ЗАДАНИЕ -> Преобразуйте, пожалуйста, в JSON-список строк все строки от начала и до строки с «420,229,452,250» включительно, по одной на каждую строку. Пустые строки пропустите, изображения в ответ не включайте.

==============================

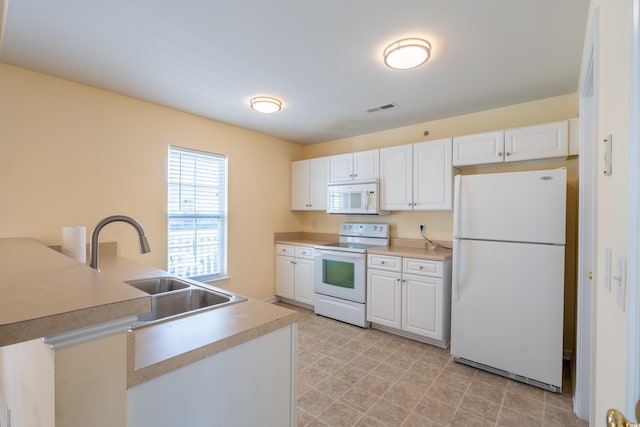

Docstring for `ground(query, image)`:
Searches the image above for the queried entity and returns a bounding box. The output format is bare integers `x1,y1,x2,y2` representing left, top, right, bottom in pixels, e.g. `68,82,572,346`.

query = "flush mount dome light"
249,96,282,114
384,38,431,70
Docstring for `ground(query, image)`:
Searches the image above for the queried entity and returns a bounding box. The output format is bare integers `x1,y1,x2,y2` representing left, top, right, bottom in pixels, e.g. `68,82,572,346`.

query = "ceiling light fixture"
249,96,282,114
384,38,431,70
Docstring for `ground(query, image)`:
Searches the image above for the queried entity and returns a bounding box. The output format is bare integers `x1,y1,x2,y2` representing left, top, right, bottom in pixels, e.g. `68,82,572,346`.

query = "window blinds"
167,147,227,278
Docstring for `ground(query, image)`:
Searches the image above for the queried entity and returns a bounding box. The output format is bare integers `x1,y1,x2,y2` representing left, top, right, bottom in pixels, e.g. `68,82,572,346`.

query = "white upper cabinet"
453,130,504,166
330,150,379,182
413,138,453,210
380,144,413,211
291,157,329,211
453,120,569,166
504,120,569,162
380,138,453,211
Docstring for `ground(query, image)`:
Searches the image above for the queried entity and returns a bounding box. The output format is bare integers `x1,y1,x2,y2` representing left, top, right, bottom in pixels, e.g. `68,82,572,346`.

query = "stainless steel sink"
126,277,247,329
125,277,191,295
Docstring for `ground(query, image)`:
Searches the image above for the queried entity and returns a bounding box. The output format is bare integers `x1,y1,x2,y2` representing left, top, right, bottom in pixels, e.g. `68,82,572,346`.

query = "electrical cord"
420,229,452,250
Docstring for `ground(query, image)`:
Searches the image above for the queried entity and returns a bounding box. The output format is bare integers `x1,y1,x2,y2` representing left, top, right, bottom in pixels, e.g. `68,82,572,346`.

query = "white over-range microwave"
327,181,389,215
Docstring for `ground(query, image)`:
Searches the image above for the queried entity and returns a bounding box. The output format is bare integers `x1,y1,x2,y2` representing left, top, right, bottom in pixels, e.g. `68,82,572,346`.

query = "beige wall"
0,64,301,298
589,0,638,426
297,94,578,351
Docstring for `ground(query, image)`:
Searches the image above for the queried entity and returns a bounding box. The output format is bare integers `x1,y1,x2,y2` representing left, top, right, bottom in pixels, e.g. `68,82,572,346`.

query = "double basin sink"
125,276,247,329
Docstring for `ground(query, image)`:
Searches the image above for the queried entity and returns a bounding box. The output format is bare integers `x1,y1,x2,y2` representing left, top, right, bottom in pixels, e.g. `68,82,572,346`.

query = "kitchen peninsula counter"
0,238,151,347
0,238,298,387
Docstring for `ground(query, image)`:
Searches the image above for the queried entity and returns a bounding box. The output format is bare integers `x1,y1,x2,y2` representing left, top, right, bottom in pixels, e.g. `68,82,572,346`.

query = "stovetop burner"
315,223,389,254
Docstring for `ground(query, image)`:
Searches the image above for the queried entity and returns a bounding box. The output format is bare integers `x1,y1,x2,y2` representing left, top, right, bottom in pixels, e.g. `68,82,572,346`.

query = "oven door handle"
314,249,366,258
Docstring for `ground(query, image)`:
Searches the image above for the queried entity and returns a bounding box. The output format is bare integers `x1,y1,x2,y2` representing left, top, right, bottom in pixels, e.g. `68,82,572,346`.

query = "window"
167,146,227,279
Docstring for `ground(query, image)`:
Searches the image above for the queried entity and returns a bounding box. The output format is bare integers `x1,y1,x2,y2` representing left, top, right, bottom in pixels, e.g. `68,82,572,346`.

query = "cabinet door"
308,157,329,211
294,258,313,305
291,160,310,211
504,120,569,162
453,131,504,166
353,150,380,181
413,138,453,210
276,255,295,299
380,144,413,211
329,153,353,182
402,274,443,340
367,269,402,329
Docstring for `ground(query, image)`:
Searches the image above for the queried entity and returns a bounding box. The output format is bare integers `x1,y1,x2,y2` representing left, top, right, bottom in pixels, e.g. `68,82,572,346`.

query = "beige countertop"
276,239,338,247
367,246,453,261
127,299,298,388
0,238,298,387
273,232,340,246
274,232,453,261
0,238,151,346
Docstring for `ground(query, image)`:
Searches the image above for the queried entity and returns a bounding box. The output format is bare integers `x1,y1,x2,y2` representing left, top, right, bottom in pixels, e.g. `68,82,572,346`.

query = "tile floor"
278,303,588,427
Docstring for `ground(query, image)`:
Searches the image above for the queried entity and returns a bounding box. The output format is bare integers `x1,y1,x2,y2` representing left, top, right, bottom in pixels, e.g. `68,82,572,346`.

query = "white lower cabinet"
367,254,451,347
127,324,298,427
276,244,313,306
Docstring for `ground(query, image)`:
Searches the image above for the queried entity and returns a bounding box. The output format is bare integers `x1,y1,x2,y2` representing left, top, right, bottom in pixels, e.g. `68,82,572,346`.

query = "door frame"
573,8,600,420
625,0,640,417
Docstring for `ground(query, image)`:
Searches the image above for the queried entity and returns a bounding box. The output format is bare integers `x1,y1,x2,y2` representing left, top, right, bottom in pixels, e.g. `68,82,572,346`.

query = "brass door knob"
607,409,640,427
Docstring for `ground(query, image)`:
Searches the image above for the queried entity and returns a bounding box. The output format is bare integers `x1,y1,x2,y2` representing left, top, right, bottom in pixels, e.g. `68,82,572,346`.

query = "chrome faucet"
89,215,151,271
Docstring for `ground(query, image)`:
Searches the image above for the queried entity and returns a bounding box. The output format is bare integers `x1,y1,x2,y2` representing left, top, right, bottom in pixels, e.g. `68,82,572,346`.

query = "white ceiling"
0,0,589,144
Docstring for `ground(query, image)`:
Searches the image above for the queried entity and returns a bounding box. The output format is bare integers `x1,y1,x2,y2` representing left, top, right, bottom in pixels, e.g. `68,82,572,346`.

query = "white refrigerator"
451,168,567,392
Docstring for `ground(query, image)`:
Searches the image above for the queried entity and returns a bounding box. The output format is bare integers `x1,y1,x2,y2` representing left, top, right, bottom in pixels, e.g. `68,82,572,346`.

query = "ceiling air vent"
364,102,398,113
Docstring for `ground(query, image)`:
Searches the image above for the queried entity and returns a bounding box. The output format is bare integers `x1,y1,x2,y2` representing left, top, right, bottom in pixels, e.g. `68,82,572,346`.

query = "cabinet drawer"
402,258,442,277
276,244,295,256
367,255,402,271
295,246,313,259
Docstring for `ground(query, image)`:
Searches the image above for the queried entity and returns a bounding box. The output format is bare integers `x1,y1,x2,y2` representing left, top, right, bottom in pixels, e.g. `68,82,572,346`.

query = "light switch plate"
604,248,611,292
603,135,613,176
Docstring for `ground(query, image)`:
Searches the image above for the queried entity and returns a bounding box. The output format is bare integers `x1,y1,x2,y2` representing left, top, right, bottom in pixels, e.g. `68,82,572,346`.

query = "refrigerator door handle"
453,175,460,239
451,239,460,300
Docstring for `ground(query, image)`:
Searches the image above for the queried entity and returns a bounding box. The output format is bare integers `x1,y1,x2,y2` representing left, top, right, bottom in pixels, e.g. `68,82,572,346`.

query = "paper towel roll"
62,226,87,264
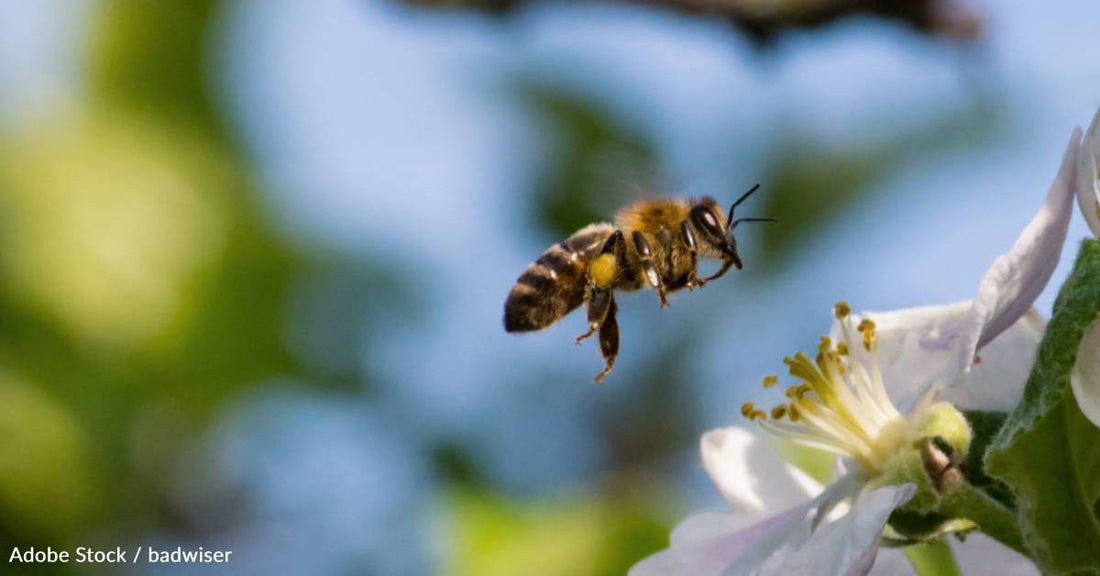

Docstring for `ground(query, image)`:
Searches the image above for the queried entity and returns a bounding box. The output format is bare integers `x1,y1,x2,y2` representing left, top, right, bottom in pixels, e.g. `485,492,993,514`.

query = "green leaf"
986,240,1100,574
904,539,960,576
964,410,1016,510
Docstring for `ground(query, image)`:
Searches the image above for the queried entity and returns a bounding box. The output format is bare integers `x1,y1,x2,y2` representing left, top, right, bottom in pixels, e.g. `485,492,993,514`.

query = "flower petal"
960,129,1081,367
629,475,862,576
756,484,916,576
1077,110,1100,237
833,301,971,412
939,308,1046,412
700,427,822,514
1069,320,1100,427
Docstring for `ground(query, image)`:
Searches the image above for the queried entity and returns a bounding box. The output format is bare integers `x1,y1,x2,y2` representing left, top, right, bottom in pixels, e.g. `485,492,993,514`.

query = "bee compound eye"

==============================

РЕЗУЛЬТАТ ВЫПОЛНЕНИЯ ->
[
  "Docstring for `ground(query, image)`:",
  "Searches the image above for the queried entity and returns a bounding box. The output format is bare integers `x1,y1,x2,y2` representing left, top, right, bottom in pixels, e.g. `68,82,572,346`.",
  "query = \"flush mount dome light\"",
  "249,96,282,114",
  "384,38,431,70",
  "Docstring for `ground(query, image)`:",
  "Searches the image above for the queried entity and returns a bounding box. The output format is bare integers `x1,y1,x2,y2` representing left, top, right, bottom in pixels, e.g. `68,82,572,346`.",
  "query = \"ceiling light fixture\"",
  "249,96,282,114",
  "384,38,431,70",
  "Docstring for `ground(query, image)`:",
  "Searches the image above for the queried entity and returns a bounding box. The output format is bare integers `x1,y1,x2,y2` representing left, top, right, bottom in pixels, e.g. `68,82,572,346`.",
  "query = \"window blinds\"",
  "167,147,227,278",
  "Docstring for `ground(query, image)`:",
  "Searches the image above for the queried entity and returns a bounding box. The output format is bare integers `x1,y1,x2,y2` representing left, top, right, bottom in pixels, e.g. `68,82,572,346`.",
  "query = \"white upper cabinet\"",
  "453,130,504,166",
  "330,150,379,182",
  "413,138,453,210",
  "380,144,413,211",
  "291,157,329,211",
  "453,120,569,166",
  "504,120,569,162",
  "380,138,453,211",
  "Docstring for `ground(query, image)`:",
  "Searches the image above for the queried entity and returns a bounding box. The output format is bare integers `x1,y1,x2,y2` representing left, top, right, bottom in pixels, e.g. `68,82,572,346`.",
  "query = \"stainless steel sink\"",
  "126,277,247,329",
  "125,277,191,295",
  "Docstring for `ground(query, image)`:",
  "Searches the image above for the queried entity and returns a bounding box. The output format is bare integers `x1,y1,x2,y2` representing left, top, right, bottom in pixels, e.g. `68,82,572,346`.",
  "query = \"electrical cord\"",
  "420,229,452,250"
]